■ **Exercise description**:
Type the records out again in full, exactly.

[Part of a data file]

────────

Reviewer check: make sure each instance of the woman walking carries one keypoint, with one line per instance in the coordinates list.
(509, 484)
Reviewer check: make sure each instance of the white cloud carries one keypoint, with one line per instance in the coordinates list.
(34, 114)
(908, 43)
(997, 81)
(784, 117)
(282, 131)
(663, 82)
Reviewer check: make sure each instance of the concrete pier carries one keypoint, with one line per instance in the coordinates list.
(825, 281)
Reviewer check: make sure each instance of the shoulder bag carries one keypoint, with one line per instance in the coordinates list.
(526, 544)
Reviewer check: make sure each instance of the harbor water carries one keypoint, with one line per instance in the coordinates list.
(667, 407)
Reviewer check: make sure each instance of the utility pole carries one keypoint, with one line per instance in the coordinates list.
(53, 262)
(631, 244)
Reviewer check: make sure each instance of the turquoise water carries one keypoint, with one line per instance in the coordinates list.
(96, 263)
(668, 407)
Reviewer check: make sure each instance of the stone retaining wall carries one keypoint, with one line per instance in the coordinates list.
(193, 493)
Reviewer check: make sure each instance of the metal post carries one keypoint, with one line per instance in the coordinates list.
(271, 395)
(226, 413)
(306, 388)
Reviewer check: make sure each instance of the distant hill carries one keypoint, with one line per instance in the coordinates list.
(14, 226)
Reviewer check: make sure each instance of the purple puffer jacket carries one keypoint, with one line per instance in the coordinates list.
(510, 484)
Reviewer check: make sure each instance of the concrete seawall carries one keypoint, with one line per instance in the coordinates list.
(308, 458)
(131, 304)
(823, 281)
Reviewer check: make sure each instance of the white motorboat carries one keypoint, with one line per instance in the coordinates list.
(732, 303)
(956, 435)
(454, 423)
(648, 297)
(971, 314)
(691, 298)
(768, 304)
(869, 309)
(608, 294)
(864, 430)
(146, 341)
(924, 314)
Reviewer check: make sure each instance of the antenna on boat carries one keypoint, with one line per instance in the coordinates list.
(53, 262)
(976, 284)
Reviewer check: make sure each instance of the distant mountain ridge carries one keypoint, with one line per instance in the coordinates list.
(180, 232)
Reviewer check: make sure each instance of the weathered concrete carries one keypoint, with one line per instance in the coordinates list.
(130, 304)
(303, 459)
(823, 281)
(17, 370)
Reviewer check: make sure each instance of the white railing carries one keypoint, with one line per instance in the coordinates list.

────────

■ **The solution**:
Reviewer check: make sure each instance of the woman walking carries one keypoint, with one line per instance in the coordinates list.
(509, 484)
Reviewer check: make sure each instance of the white cloud carries one keypoint, with one line per instance in the coordinates list.
(34, 114)
(908, 43)
(997, 81)
(784, 117)
(282, 131)
(663, 82)
Reviewer check: make sure each instance of the concrete pier carries one keypoint, with one line per instance in the coordinates list.
(825, 281)
Reviewer check: make sure each instance of the shoulder bag carries one keypoint, with one line per instance in the coordinates list.
(526, 544)
Reviewer check: make sure each instance of the harbor water carries one keypoint, with one line per instance in the coordinates list.
(667, 407)
Reviewer check: make sure each instance of the utility pole carries one keypoint, with one line per instance in the coordinates list.
(53, 262)
(631, 244)
Reviewer check: make sure each instance of the turquoise water carries one keypoint, with one line per instance in the coordinates list.
(96, 263)
(668, 407)
Reviewer check: make sure each instance of the stone retaining wall carries one keypoint, with one line per instance in the coordinates list.
(193, 493)
Reviewer check: make sure each instance of the metal post carries one keypoint, with one line per instance in the coordinates list.
(271, 395)
(226, 413)
(306, 388)
Reviewer check: make sure each instance of the distant hill carries one keypoint, with one line per instance in the coordinates list.
(14, 226)
Reviewer check: make sure each instance of the purple puffer jacket carries one keypoint, with one line per instance in the coordinates list.
(510, 484)
Reviewer check: make sure each instance of the concrete seawall carries one keypoint, with one line per instance in the coordinates list.
(308, 458)
(131, 304)
(823, 281)
Reviewer check: make sure each instance of the white motorboat carries one keypoint, with one line per instance in the coordinates list.
(732, 303)
(956, 435)
(454, 423)
(648, 297)
(971, 314)
(691, 298)
(768, 304)
(869, 309)
(608, 294)
(864, 430)
(146, 341)
(924, 314)
Reviewer check: make sure each instance of the antenna on boat carries one keypoint, with one line per instance in the coordinates list.
(53, 262)
(976, 284)
Reviewer check: make sure each instance of the distant mountain ridge carries one keypoint, with one line per instance in the coordinates list.
(180, 232)
Reviewer check: make sure each instance of the weathered concrete carries one keypoint, with one line per instance in the coordinates list.
(130, 304)
(303, 459)
(823, 281)
(17, 370)
Reviewer check: make sure each instance of the white railing carries one keypoint, with one line per instance in the coordinates list.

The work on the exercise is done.